▸ **Extracted text**
____

These are commonly acknowledged as the first words Jesus spoke from the cross, and they have always astounded me.

 

It’s dumb-founding that Jesus would plead for mercy for the very people who nailed him to the cross when those people stood all around him mocking him. That level of love, mercy, and grace is something I do not think I would have found anywhere within myself had I been in that position. 

 

As I studied this verse before beginning to write, I found that Elicott’s Commentary for English Readers expressed an opinion that Jesus’ prayer was for the unwitting soldiers who were just doing their jobs but, “Not Pilate, for he knew that he had condemned the innocent; not the chief priests and scribes, for their sin, too, was against light and knowledge.” 

 

Pilate knew he was condemning an innocent man to death. And the scribes and chief priests knew, somewhere in their hard hearts, that this was a political execution designed to preserve their power and authority. 

 

And the crowd knew what they were doing when they chose to have Barabas released as they cried out, “Let His blood be upon us and our children!”

 

But none of them really knew what they were  doing.

____

▸ **Exercise details**
Reproduce the passage from the reflection on Jesus' words from the cross word for word, starting at "Pilate knew he" and ending at "power and authority.".

____

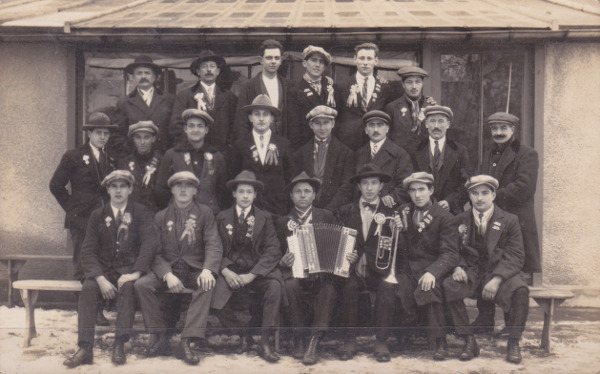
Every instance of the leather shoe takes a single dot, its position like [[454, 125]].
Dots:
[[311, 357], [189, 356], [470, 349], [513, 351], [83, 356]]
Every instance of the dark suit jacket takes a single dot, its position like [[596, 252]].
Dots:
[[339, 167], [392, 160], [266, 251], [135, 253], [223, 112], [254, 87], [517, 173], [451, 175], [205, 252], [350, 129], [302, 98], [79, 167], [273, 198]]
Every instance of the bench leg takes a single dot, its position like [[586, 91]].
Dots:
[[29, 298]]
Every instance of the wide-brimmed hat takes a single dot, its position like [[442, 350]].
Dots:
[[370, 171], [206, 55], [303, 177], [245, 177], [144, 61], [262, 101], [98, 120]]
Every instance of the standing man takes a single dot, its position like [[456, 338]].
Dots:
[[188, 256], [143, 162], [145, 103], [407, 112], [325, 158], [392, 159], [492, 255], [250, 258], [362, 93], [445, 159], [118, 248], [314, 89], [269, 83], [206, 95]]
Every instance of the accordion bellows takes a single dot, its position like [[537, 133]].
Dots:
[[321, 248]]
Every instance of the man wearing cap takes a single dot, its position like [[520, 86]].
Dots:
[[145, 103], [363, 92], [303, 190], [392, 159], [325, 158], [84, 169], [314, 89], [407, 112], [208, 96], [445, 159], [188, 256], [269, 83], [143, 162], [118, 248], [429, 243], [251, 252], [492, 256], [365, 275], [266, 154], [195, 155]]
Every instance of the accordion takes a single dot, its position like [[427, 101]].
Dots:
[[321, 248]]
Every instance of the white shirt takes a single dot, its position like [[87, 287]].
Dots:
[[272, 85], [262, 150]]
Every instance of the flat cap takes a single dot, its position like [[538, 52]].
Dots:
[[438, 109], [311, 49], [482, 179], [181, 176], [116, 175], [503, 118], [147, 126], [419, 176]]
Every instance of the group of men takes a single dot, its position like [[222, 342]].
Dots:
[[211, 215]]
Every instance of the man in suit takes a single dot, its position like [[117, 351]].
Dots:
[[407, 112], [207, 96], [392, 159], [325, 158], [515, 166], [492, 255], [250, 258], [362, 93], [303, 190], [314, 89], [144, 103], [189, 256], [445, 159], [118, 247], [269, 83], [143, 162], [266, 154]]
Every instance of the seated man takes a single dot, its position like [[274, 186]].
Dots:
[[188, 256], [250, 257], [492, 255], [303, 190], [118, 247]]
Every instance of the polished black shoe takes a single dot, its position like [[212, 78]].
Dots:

____

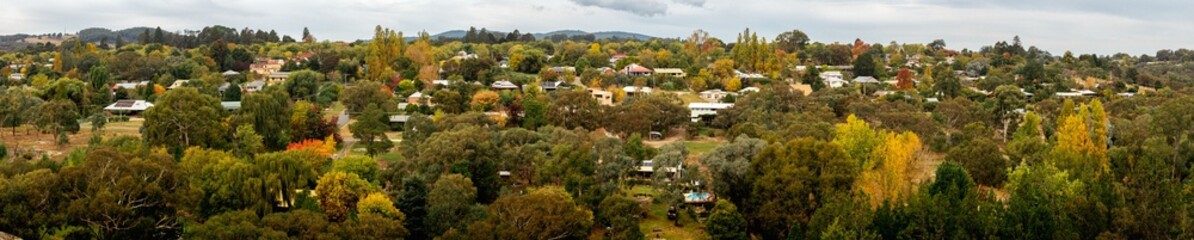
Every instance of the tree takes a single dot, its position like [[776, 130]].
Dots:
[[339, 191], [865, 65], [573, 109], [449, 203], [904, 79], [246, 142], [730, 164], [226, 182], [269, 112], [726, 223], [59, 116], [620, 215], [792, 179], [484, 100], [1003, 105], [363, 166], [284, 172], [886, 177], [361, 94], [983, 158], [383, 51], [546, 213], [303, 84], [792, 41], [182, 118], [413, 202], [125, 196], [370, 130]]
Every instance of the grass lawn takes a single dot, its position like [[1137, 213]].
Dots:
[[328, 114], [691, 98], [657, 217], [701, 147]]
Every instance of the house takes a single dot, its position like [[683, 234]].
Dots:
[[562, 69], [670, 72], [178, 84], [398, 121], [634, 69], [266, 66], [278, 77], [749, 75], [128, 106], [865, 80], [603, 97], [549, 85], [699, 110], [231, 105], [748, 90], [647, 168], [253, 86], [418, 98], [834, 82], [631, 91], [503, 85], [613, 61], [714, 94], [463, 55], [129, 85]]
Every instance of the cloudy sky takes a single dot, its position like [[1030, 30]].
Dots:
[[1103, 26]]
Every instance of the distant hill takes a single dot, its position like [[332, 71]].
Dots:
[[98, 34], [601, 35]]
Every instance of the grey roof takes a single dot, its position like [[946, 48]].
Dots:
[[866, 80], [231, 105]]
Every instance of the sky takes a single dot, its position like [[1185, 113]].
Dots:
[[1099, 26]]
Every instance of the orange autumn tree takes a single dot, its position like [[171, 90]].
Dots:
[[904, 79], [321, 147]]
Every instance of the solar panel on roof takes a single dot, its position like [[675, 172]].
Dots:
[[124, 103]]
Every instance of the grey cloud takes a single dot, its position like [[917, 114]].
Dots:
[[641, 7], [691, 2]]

____

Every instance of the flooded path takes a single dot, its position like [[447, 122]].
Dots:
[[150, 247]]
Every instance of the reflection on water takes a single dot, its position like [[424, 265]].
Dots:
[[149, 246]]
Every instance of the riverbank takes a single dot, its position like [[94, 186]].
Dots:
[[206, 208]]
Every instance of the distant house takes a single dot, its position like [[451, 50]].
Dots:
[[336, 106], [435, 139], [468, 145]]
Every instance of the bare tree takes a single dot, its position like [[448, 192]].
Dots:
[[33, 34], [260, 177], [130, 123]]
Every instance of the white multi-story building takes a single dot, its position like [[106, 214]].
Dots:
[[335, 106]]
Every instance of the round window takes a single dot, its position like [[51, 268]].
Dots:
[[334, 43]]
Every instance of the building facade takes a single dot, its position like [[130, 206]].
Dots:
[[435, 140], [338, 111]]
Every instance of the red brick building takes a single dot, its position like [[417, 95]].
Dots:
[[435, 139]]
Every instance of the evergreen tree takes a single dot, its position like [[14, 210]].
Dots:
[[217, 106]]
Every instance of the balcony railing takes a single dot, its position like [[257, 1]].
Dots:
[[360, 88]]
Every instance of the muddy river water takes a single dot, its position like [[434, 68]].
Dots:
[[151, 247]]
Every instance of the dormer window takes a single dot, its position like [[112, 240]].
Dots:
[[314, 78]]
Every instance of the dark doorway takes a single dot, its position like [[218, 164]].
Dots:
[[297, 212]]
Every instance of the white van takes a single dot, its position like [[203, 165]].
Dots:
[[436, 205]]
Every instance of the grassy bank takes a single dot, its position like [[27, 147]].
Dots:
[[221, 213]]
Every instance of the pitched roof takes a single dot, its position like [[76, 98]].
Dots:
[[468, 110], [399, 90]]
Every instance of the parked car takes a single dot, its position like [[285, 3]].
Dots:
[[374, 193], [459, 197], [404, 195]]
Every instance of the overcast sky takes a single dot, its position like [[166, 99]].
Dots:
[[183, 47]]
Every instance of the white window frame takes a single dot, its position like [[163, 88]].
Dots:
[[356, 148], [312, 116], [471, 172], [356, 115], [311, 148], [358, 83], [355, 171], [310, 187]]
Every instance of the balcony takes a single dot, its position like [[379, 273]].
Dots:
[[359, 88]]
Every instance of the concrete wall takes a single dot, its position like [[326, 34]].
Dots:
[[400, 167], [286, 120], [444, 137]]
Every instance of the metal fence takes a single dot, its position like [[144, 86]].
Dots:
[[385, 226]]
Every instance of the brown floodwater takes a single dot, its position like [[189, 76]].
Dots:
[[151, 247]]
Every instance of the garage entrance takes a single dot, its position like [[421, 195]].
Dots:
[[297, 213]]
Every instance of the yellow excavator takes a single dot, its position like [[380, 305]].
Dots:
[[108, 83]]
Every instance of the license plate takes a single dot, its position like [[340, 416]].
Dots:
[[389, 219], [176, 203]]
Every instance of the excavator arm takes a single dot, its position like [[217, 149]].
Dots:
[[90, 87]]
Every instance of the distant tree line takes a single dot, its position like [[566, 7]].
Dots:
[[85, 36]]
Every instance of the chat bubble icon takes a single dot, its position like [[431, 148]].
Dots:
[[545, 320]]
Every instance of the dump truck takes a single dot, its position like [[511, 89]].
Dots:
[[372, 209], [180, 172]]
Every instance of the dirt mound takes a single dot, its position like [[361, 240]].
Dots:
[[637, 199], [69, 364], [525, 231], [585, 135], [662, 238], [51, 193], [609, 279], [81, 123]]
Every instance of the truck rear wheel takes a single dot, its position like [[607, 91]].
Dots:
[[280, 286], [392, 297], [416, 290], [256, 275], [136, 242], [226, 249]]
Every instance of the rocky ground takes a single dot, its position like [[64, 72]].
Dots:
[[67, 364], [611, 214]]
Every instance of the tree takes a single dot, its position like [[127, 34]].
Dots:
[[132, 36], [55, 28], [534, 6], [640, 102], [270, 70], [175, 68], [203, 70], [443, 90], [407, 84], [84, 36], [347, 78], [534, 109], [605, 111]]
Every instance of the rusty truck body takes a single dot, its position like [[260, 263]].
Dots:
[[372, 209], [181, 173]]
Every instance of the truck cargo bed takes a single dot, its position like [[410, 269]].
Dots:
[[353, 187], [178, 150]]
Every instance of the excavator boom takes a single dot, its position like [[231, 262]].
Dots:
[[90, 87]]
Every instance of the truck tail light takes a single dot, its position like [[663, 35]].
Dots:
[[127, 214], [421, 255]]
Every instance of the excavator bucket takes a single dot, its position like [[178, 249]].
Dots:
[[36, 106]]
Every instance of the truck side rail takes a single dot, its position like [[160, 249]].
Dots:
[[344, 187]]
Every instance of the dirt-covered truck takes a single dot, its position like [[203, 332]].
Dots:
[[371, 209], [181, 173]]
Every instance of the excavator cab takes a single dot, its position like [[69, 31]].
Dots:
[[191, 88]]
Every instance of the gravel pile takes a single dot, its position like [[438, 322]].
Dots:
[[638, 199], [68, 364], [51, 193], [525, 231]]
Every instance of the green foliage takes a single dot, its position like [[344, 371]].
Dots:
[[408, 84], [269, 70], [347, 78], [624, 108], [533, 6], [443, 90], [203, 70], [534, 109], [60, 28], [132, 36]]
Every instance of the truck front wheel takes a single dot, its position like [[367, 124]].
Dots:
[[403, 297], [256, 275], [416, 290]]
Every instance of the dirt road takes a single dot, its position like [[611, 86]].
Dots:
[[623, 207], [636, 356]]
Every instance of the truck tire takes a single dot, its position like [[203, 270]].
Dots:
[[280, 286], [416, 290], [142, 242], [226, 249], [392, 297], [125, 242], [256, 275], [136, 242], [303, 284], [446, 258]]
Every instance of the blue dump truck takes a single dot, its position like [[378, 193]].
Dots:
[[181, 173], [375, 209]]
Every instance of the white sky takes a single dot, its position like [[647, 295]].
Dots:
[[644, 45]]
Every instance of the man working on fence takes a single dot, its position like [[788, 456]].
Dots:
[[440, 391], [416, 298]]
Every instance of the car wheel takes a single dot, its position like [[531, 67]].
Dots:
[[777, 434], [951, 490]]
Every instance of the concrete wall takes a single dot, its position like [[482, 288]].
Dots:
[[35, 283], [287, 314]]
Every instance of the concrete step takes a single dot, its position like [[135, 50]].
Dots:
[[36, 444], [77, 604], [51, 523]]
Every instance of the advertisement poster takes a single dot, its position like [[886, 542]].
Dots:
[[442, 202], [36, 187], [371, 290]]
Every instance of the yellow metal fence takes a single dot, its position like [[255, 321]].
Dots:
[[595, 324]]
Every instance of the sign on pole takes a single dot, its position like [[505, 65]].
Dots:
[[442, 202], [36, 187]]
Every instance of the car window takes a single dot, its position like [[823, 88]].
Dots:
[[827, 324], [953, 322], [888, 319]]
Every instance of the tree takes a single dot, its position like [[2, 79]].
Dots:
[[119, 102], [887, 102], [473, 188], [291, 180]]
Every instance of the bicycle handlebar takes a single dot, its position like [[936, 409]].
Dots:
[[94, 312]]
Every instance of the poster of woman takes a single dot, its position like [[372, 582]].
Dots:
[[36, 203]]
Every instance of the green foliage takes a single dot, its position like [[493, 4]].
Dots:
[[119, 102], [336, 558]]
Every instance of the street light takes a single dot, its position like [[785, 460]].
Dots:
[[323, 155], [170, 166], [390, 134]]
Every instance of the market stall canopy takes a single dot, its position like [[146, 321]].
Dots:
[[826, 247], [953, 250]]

____

▸ **Written answer**
Pilate knew he was condemning an innocent man to death. And the scribes and chief priests knew, somewhere in their hard hearts, that this was a political execution designed to preserve their power and authority.